TASK INSTRUCTIONS>
Return the full listing, so that each line matches the original exactly.

□ □ □

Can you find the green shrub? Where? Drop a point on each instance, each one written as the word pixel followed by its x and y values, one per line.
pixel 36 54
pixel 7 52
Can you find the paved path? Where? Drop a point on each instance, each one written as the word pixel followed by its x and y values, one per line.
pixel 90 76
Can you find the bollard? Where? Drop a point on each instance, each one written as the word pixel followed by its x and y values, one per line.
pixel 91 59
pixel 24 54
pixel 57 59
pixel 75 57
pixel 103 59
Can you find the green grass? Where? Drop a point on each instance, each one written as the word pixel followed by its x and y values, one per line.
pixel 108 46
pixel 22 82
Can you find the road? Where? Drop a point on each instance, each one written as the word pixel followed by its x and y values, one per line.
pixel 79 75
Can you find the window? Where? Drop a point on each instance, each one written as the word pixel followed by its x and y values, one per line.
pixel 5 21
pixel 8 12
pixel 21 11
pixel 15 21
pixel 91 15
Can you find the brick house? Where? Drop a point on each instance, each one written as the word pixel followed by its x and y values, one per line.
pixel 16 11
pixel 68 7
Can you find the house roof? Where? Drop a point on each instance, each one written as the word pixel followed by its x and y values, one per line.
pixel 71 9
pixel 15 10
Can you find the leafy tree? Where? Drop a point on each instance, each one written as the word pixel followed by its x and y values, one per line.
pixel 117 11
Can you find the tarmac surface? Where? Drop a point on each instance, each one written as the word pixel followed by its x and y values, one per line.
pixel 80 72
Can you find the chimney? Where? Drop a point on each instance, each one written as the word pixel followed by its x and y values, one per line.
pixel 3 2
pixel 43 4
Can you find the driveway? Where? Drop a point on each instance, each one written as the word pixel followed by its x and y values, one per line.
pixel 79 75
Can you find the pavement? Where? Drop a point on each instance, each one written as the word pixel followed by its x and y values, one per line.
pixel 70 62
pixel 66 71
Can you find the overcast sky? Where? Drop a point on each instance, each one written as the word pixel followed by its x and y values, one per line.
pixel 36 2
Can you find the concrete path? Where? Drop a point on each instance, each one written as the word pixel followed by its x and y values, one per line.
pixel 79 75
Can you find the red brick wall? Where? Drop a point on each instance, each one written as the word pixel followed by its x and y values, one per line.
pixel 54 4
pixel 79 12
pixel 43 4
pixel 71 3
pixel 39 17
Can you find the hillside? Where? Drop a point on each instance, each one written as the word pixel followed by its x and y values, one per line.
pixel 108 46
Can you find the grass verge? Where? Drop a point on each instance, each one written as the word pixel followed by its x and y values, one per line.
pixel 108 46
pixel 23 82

□ □ □

SOLUTION>
Can you find the green shrub? Where? Drop a point on each instance, each one written as the word pixel followed by its x and y values, one per line.
pixel 36 54
pixel 7 52
Can you find the paved path? Where? Drop a point on each instance, each one written as the word pixel followed by its x and y values, one per line.
pixel 90 76
Can you find the bollard? Where? Drop a point on each instance, each one written as the word pixel followed by its x and y values, one per line.
pixel 91 59
pixel 24 54
pixel 57 59
pixel 75 57
pixel 103 59
Can you find the green grass? Where? Drop a point on each instance, each one written as the word pixel followed by its x and y values, one per line.
pixel 108 46
pixel 22 82
Can you find the road? Where? Drop a point on each instance, each one written as the word pixel followed by its x and y values, one per line.
pixel 79 75
Can you find the window? Where? Drop a point on each instance, each one written as the word pixel followed by its x and y values, one per line.
pixel 5 21
pixel 8 12
pixel 21 11
pixel 15 21
pixel 91 15
Can you find the brick house? Where? Drop a point on each instance, each one written as the word pixel followed by its x and y values, one per line.
pixel 16 11
pixel 68 7
Can you find the house roof? Where? Drop a point on each instance, each one written as the word pixel followed by its x and y values, one per line.
pixel 71 9
pixel 15 10
Can you find the leafy tree? Where? Drop a point on each instance, each one written as the word pixel followed by its x and y values, one per line.
pixel 117 11
Can you find the tarmac surface? Where? Drop a point on each instance, each one written as the word pixel followed by its x and y values, one per line.
pixel 80 72
Can you find the chimney? Where? Drop a point on each instance, each one written as the word pixel followed by its x and y values, one per line.
pixel 3 2
pixel 43 4
Can you find the driveway? Where? Drop a point on each instance, each one written as the word pixel followed by its x and y values, one per line.
pixel 79 75
Can you find the pavement? Where? Drop a point on each instance, each one written as the word pixel followed by its x and y values, one per line.
pixel 70 62
pixel 66 71
Can you find the overcast sky? Where? Drop a point on each instance, each one written as the word pixel followed by its x and y values, one per line.
pixel 36 2
Can you find the concrete path? Where? Drop a point on each instance, each one written as the word pixel followed by its x and y values, one per line.
pixel 79 75
Can you find the red brick wall? Where? Drop a point on each instance, each one written as the word pixel followed by its x and y values, one per line.
pixel 54 4
pixel 79 12
pixel 43 4
pixel 71 3
pixel 39 17
Can you find the hillside? Where? Drop a point on each instance, each one written as the word pixel followed by its x and y values, one per line.
pixel 108 46
Can you find the grass verge? Where? Drop a point on each instance, each one written as the word pixel followed by its x and y values, one per line.
pixel 108 46
pixel 23 82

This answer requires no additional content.